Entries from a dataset
— START —
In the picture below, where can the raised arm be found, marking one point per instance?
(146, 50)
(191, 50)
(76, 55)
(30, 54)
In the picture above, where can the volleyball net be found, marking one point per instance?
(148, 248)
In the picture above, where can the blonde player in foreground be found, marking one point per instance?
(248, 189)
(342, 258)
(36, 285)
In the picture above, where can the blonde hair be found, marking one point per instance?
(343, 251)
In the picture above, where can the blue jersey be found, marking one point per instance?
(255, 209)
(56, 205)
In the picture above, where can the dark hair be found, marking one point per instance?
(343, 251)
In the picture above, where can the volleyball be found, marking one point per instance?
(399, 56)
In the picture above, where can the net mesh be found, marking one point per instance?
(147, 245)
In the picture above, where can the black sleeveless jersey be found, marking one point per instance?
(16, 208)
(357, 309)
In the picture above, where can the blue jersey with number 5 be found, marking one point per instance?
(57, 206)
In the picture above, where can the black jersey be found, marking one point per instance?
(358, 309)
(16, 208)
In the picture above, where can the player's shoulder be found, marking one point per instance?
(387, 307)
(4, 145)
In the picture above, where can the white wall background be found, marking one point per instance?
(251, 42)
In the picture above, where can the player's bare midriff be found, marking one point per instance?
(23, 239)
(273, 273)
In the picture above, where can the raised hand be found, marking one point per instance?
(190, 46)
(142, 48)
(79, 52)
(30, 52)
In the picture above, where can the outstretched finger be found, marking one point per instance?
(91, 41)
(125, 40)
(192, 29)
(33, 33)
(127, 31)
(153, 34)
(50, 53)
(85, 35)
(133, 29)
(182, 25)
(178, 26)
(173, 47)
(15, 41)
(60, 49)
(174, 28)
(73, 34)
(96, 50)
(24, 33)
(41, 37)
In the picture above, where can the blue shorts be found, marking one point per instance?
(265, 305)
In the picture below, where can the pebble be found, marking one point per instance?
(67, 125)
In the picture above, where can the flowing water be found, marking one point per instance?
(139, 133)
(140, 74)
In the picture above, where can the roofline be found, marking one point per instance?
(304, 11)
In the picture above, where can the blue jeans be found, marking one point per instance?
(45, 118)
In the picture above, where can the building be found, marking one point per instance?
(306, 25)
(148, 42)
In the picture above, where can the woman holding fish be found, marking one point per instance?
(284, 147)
— END —
WHAT TO WORK ON
Present all of the data above as a Markdown table with the columns Row and Entry, giving each line its sequential number. Omit blank lines.

TASK SOLUTION
| Row | Entry |
|---|---|
| 1 | In the picture below, where can the raised arm be found, marking one point per instance? |
| 2 | (146, 50) |
| 3 | (191, 50) |
| 4 | (76, 55) |
| 5 | (30, 54) |
| 6 | In the picture above, where can the volleyball net be found, marking one point per instance? |
| 7 | (148, 248) |
| 8 | In the picture above, where can the blonde player in foreground be found, marking one point per instance? |
| 9 | (248, 189) |
| 10 | (342, 258) |
| 11 | (36, 285) |
| 12 | In the picture above, where can the blonde hair be found, marking one point per instance? |
| 13 | (343, 251) |
| 14 | In the picture above, where can the blue jersey be found, marking one point per instance? |
| 15 | (255, 209) |
| 16 | (56, 205) |
| 17 | In the picture above, where can the dark hair be found, marking one point per instance? |
| 18 | (343, 251) |
| 19 | In the picture above, where can the volleyball be found, marking one point per instance? |
| 20 | (399, 56) |
| 21 | In the picture above, where can the net mesh be found, marking one point per instance? |
| 22 | (147, 245) |
| 23 | In the picture above, where can the black sleeveless jersey be found, marking one point per instance? |
| 24 | (16, 208) |
| 25 | (357, 309) |
| 26 | In the picture above, where can the blue jersey with number 5 be found, marking one point per instance? |
| 27 | (57, 206) |
| 28 | In the picture above, where can the black jersey be found, marking one point per instance? |
| 29 | (358, 309) |
| 30 | (16, 208) |
| 31 | In the picture above, where can the player's shoulder be found, marking one point per instance? |
| 32 | (387, 307) |
| 33 | (4, 145) |
| 34 | In the picture above, where can the white wall background be found, marking one point per instance? |
| 35 | (251, 42) |
| 36 | In the picture above, where can the player's bare midriff be found, marking one point per instance? |
| 37 | (23, 239) |
| 38 | (273, 273) |
| 39 | In the picture above, where can the raised hand be found, marking one point per instance? |
| 40 | (190, 46) |
| 41 | (142, 48) |
| 42 | (79, 52) |
| 43 | (30, 52) |
| 44 | In the picture above, where can the outstretched finger be found, marking one point per instance? |
| 45 | (91, 41) |
| 46 | (125, 40) |
| 47 | (192, 29) |
| 48 | (33, 33) |
| 49 | (127, 31) |
| 50 | (153, 34) |
| 51 | (50, 53) |
| 52 | (85, 35) |
| 53 | (133, 29) |
| 54 | (182, 25) |
| 55 | (178, 26) |
| 56 | (173, 47) |
| 57 | (15, 41) |
| 58 | (60, 49) |
| 59 | (174, 28) |
| 60 | (73, 34) |
| 61 | (96, 50) |
| 62 | (24, 33) |
| 63 | (41, 37) |
| 64 | In the picture above, where can the blue shorts be found, marking one point per instance? |
| 65 | (265, 305) |
| 66 | In the picture below, where can the pebble be found, marking one point per instance? |
| 67 | (67, 125) |
| 68 | In the picture above, where can the flowing water be found, marking one point per instance? |
| 69 | (139, 133) |
| 70 | (140, 74) |
| 71 | In the picture above, where can the roofline be found, marking one point per instance? |
| 72 | (304, 11) |
| 73 | In the picture above, where can the blue jeans be found, marking one point per instance? |
| 74 | (45, 118) |
| 75 | In the picture above, where can the building be found, marking one point per instance? |
| 76 | (306, 25) |
| 77 | (148, 42) |
| 78 | In the picture above, where can the woman holding fish be found, marking one point per instance? |
| 79 | (284, 147) |